◆ TASK ◆
Write out again only the lines running from the one that contains "[Batch job #auto] Object class: stone veneer" to the end of the records below, including both the first and the last.

◆ MATERIAL ◆
------------------------------------------------------------------------

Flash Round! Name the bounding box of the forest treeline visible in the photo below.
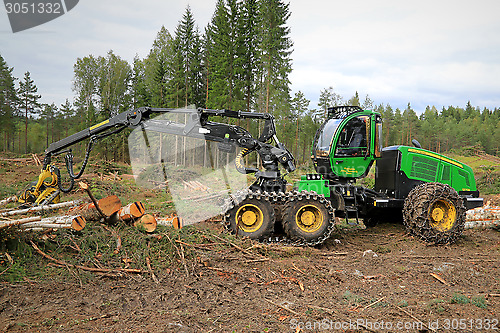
[0,0,500,163]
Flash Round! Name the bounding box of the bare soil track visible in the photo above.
[0,220,500,332]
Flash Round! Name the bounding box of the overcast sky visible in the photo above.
[0,0,500,113]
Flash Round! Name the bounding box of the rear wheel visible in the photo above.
[403,183,466,244]
[283,192,334,245]
[226,193,275,240]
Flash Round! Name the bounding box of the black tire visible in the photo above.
[283,192,335,244]
[403,183,466,244]
[226,193,275,240]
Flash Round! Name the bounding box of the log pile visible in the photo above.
[0,184,157,232]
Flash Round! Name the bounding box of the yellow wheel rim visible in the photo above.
[236,204,264,233]
[429,199,457,231]
[295,205,324,232]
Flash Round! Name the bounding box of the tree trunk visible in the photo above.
[0,200,81,216]
[134,214,157,232]
[70,195,122,221]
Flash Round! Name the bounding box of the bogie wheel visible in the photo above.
[226,194,275,240]
[363,216,379,228]
[403,183,466,244]
[283,192,335,245]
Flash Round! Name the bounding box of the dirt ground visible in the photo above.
[0,220,500,332]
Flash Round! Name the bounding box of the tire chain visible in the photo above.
[403,183,465,244]
[222,189,335,247]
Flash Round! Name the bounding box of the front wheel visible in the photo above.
[283,192,334,245]
[403,183,466,244]
[225,193,275,240]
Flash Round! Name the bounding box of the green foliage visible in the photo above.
[470,296,488,309]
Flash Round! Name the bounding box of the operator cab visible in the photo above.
[312,106,382,181]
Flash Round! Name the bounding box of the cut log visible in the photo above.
[157,214,182,229]
[0,200,81,216]
[0,195,17,206]
[71,195,122,221]
[117,201,145,220]
[0,216,42,229]
[21,215,86,231]
[134,214,157,232]
[106,201,145,224]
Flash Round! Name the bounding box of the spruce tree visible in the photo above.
[146,26,178,107]
[0,55,18,150]
[174,6,203,106]
[18,71,42,154]
[239,0,259,111]
[259,0,293,114]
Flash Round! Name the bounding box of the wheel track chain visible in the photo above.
[222,189,335,247]
[403,183,466,244]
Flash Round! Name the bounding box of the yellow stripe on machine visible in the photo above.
[408,148,464,169]
[90,119,109,131]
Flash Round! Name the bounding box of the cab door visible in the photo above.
[330,115,380,178]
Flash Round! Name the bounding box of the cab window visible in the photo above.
[335,116,370,157]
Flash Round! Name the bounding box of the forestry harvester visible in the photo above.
[20,106,483,246]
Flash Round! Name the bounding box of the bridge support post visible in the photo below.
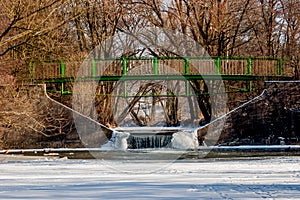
[92,59,97,77]
[215,57,221,74]
[122,58,128,98]
[246,58,253,91]
[184,58,191,97]
[60,61,66,94]
[153,57,158,75]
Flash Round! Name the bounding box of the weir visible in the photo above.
[112,127,199,150]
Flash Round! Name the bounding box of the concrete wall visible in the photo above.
[198,81,300,145]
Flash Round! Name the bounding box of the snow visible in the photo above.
[0,155,300,199]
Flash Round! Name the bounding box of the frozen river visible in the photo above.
[0,155,300,199]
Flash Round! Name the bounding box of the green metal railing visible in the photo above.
[30,56,286,93]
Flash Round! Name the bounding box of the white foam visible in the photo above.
[101,131,130,151]
[172,131,199,149]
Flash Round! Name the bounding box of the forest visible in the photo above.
[0,0,300,79]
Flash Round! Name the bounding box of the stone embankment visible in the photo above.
[198,81,300,145]
[0,85,112,149]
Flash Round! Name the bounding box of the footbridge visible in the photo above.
[30,56,289,95]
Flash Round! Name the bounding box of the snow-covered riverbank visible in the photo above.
[0,155,300,199]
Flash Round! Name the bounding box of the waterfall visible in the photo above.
[101,130,199,151]
[101,131,130,151]
[172,131,199,149]
[127,135,172,149]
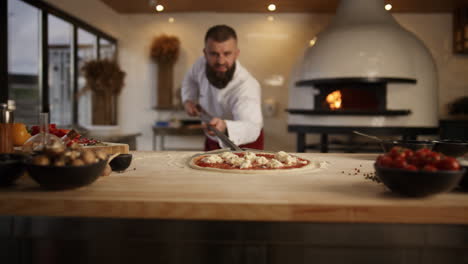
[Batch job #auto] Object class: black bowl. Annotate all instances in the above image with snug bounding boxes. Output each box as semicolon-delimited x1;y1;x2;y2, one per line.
458;165;468;191
0;153;26;186
374;164;465;197
380;140;434;152
26;160;107;190
109;154;132;171
434;139;468;158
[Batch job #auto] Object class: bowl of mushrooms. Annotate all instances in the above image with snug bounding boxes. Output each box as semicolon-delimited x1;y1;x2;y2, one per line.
26;148;109;190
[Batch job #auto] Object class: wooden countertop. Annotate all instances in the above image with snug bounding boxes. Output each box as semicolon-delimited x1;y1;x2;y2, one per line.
0;151;468;224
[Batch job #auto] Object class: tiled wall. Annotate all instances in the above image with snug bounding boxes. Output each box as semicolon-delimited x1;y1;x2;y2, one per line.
0;217;468;264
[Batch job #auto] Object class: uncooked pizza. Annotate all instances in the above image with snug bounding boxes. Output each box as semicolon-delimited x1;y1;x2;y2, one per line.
189;151;313;173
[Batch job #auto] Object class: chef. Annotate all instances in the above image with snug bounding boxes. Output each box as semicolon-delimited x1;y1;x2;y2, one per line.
182;25;263;151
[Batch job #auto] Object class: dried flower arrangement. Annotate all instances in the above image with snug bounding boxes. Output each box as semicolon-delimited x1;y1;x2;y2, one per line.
79;59;125;95
150;34;180;64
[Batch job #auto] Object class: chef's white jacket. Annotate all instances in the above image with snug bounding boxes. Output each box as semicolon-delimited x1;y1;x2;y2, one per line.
182;56;263;148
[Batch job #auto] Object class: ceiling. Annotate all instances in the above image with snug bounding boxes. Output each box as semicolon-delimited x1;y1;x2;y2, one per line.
101;0;468;14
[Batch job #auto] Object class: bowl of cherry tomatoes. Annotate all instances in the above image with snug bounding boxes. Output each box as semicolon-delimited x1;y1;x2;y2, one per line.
374;147;465;197
380;140;434;152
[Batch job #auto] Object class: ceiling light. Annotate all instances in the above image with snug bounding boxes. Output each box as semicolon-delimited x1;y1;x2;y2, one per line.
156;5;164;12
309;37;317;47
268;4;276;12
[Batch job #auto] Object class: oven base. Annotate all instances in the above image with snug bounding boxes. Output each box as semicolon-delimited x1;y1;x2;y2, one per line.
288;125;439;153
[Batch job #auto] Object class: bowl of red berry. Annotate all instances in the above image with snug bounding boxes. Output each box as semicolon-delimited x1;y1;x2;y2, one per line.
374;147;465;197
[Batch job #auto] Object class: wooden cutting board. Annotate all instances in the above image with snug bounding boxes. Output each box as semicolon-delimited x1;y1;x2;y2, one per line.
84;142;129;155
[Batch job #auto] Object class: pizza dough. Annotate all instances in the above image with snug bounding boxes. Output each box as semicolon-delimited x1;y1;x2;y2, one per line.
189;151;321;174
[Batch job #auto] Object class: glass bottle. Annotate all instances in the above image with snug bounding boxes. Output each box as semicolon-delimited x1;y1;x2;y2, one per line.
23;113;65;153
0;104;13;153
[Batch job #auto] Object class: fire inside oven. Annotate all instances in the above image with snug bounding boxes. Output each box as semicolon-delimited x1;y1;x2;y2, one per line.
314;83;387;112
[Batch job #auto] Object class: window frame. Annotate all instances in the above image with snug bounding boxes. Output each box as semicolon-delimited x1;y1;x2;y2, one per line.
0;0;118;125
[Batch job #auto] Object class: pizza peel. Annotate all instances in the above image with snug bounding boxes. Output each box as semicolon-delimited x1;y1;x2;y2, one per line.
197;104;244;151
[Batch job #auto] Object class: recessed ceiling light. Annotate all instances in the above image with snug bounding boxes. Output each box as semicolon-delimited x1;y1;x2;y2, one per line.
156;5;164;12
309;37;317;47
268;4;276;12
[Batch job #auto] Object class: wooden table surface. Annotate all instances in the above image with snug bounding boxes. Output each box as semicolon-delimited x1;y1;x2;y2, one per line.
0;151;468;224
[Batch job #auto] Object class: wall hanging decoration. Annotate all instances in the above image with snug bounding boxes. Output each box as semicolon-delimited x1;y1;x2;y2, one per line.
150;34;180;109
77;59;125;125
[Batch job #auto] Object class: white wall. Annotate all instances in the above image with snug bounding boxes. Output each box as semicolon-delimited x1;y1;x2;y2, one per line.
42;0;468;151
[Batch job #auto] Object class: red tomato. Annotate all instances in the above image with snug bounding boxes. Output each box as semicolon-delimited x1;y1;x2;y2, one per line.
377;155;393;168
404;149;414;158
436;157;460;170
404;164;418;171
392;157;408;169
423;164;437;171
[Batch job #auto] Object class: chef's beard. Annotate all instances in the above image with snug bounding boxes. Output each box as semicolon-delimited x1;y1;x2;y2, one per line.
206;63;236;89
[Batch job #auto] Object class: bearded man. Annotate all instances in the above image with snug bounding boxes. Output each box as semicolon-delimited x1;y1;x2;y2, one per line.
182;25;264;151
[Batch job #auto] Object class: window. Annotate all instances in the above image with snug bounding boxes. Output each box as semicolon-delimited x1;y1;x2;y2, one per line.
8;0;41;124
78;29;97;126
0;0;117;127
99;38;117;60
48;15;73;126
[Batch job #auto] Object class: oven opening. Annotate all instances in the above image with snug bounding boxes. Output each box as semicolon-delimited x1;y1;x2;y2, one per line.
315;84;387;111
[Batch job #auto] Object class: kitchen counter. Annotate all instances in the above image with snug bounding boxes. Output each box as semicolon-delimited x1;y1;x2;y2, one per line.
0;151;468;224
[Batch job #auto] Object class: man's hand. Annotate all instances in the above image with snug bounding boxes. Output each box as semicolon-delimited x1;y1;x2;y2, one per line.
203;117;226;136
184;100;200;116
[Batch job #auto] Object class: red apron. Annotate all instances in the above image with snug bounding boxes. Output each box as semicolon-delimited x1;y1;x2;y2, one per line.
205;129;264;151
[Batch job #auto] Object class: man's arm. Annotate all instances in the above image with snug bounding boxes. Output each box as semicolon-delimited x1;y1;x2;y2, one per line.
180;62;199;116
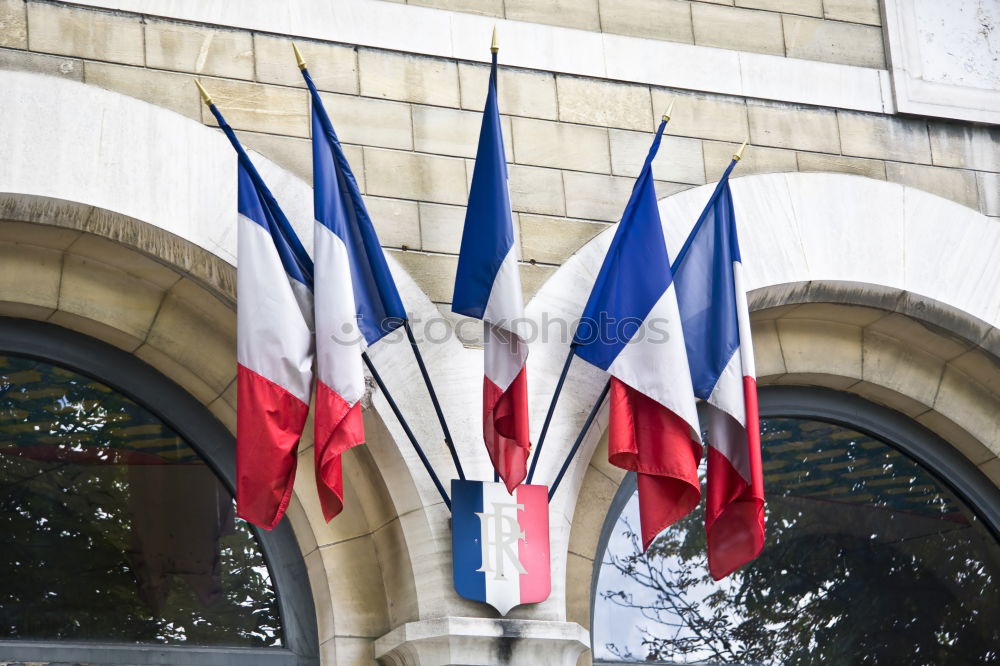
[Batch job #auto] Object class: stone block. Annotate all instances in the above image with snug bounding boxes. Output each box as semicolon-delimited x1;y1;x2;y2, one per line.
556;75;656;132
600;0;694;44
652;88;750;142
364;147;468;205
507;164;566;215
797;153;885;180
146;21;254;80
885;162;979;210
358;48;459;107
420;203;465;254
929;122;1000;171
320;93;413;150
823;0;882;25
0;49;83;81
563;171;635;222
201;79;310;138
253;33;358;95
28;2;145;65
691;2;785;55
513;118;611;173
519;213;608;265
747;103;840;153
783;16;885;69
837;111;928;166
504;0;601;30
0;0;28;49
458;63;559;120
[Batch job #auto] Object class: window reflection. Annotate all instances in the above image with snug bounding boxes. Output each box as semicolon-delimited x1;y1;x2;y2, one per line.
0;356;281;646
593;418;1000;665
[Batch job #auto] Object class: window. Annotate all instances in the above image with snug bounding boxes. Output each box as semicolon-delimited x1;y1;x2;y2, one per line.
593;386;1000;665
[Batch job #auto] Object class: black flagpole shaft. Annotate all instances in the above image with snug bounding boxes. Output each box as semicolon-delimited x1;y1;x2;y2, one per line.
549;379;611;502
403;321;465;481
528;345;573;484
361;352;451;511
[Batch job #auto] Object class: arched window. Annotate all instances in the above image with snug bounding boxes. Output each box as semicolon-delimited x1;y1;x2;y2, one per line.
592;389;1000;665
0;319;316;664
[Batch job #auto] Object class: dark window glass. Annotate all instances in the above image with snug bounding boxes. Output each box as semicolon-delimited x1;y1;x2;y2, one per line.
594;418;1000;666
0;356;281;646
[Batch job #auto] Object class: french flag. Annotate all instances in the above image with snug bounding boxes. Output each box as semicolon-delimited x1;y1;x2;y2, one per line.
451;53;531;492
673;159;764;580
209;104;313;530
300;65;406;521
573;121;701;550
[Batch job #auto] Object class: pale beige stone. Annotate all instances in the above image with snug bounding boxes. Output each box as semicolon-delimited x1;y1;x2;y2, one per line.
253;33;358;95
747;102;840;153
837;111;931;164
504;0;601;30
458;63;559;120
885;162;979;210
320;93;413;150
358;48;459;107
364;148;467;205
797;153;885;180
652;88;750;142
782;15;885;69
83;60;200;120
823;0;882;25
28;2;145;65
556;75;656;132
600;0;694;44
199;79;310;137
507;164;566;215
0;0;28;49
513;118;611;173
519;213;608;265
146;21;254;79
691;2;785;55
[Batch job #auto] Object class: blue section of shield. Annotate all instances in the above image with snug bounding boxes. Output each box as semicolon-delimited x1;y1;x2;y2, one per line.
451;479;486;602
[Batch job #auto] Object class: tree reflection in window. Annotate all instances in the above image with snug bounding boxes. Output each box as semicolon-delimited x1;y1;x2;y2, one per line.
0;356;281;646
593;418;1000;665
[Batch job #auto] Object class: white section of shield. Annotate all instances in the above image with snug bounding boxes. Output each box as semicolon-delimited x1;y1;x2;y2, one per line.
483;245;528;391
313;222;365;406
481;482;522;615
236;215;313;404
608;282;701;442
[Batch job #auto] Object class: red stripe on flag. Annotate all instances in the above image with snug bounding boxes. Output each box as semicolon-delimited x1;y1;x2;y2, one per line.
314;382;365;522
705;377;764;580
483;367;531;494
236;365;309;530
608;377;701;551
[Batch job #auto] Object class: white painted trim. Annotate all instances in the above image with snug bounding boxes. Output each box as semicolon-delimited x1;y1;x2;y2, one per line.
70;0;892;113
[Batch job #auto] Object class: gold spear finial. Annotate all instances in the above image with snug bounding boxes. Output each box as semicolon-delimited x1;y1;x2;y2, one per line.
194;79;215;106
733;141;747;162
292;42;306;69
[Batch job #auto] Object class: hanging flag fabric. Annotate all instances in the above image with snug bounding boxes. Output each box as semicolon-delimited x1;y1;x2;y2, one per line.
673;160;764;580
573;122;701;550
451;53;531;492
209;104;313;530
301;66;406;521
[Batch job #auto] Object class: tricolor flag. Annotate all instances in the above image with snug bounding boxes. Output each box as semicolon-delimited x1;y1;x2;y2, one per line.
209;104;313;530
451;53;531;492
673;159;764;580
573;121;701;550
300;63;406;521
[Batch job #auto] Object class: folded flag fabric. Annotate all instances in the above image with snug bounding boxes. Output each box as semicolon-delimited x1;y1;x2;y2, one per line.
673;160;764;580
451;53;531;493
573;122;701;550
209;104;313;530
301;66;406;521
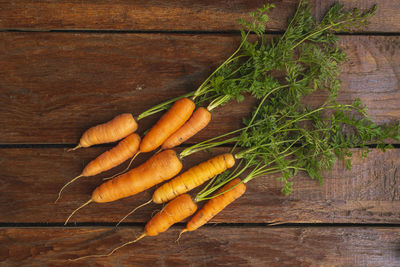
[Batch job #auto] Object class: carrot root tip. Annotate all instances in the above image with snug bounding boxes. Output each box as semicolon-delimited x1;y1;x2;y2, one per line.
67;144;82;152
103;151;140;181
69;233;147;261
64;199;93;225
54;174;83;204
115;199;153;227
175;229;189;242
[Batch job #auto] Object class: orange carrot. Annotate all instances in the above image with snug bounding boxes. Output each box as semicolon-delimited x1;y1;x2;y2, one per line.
56;133;140;202
97;98;196;180
117;153;235;226
152;153;235;203
74;194;197;261
70;113;137;150
161;107;211;152
140;98;195;152
181;178;246;234
65;150;182;224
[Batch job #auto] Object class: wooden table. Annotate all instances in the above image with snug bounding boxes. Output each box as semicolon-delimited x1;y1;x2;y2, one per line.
0;0;400;266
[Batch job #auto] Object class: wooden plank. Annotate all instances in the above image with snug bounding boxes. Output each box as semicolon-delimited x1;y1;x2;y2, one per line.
0;227;400;266
0;33;400;144
0;0;400;32
0;148;400;223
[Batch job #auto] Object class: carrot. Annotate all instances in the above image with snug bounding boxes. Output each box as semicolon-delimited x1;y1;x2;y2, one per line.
140;97;195;152
161;107;211;149
69;113;138;151
117;153;235;226
179;178;246;236
74;194;197;261
103;98;198;180
55;133;140;202
65;150;182;224
152;153;235;204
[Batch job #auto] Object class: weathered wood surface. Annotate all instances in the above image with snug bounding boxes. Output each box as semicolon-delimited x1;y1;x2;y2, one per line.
0;34;400;144
0;227;400;266
0;148;400;223
0;0;400;32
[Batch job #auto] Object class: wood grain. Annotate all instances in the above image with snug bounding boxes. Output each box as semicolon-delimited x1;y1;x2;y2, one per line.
0;227;400;266
0;33;400;144
0;0;400;32
0;148;400;223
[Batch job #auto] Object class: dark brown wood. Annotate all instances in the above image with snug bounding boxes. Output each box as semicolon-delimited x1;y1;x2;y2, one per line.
0;227;400;266
0;33;400;144
0;0;400;32
0;148;400;223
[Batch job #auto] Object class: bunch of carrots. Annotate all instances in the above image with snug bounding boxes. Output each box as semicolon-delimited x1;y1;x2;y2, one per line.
56;1;400;260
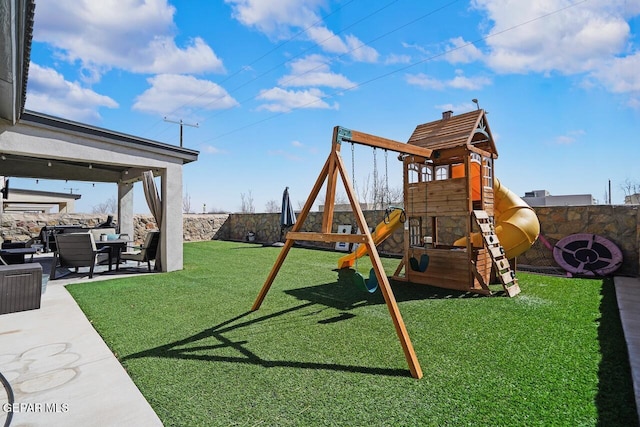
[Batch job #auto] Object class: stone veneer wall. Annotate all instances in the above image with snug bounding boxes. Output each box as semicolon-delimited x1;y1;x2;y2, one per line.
2;205;640;276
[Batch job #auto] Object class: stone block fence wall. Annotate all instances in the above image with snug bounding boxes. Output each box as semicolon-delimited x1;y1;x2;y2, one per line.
2;205;640;276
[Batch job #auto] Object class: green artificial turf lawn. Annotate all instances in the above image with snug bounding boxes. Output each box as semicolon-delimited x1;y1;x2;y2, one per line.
68;241;637;426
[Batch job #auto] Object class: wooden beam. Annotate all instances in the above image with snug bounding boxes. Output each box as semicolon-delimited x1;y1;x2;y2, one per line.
342;130;432;158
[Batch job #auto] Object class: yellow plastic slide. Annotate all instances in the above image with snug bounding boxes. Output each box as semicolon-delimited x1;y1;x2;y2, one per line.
338;208;404;268
454;178;540;259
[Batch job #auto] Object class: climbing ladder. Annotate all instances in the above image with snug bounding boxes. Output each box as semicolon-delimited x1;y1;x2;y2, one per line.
473;210;520;297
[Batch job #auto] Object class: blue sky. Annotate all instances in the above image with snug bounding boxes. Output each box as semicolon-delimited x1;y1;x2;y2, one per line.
17;0;640;213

------------------------------------------------------------------------

◆ THE REPLY ◆
[Batch job #auto] Object class: stone veneer wall. Annotate all instances in the above image with snug bounding boxes. Output each box as semicolon-delimited x1;y1;x2;y2, one per line.
2;205;640;276
[Batch job #auto] Object class: stone block fence wall. Annotate all instances in the above image with snug bounding boxes. Output each box as semicolon-delimited x1;y1;x2;y2, one per line.
2;205;640;276
[Batch job #auto] Object class: green artificial turf lawn. Annotate all instances in the above image with snug bounding boxes. Output each box as semicolon-delimited x1;y1;x2;y2, one per line.
68;241;637;426
[Batch job #auto] Object class: wooden beam. Annotate all instances in the above image with snug bounding boxes. Output each box as semicolon-delimited x1;y1;x2;y2, one per line.
342;130;432;158
[Batch job #auto] Object class: yellow plastic slide. Annotate all instances in the above image with snug bounding boxes. Output each box as semicolon-delimited x1;y1;x2;y2, one per line.
338;208;404;268
454;178;540;259
[Batch job #auto] Object class: climbing ladder. Annotate all instances in the above image with snug bounding boxes. Output each box as semicolon-delimited x1;y1;x2;y2, one per line.
473;210;520;297
[Batch job #auto] Object class: blue sky. Annotate all instances in the above image with snug bounding boxes. Output each box as semicolon-delimited x1;y1;x2;y2, one per line.
17;0;640;213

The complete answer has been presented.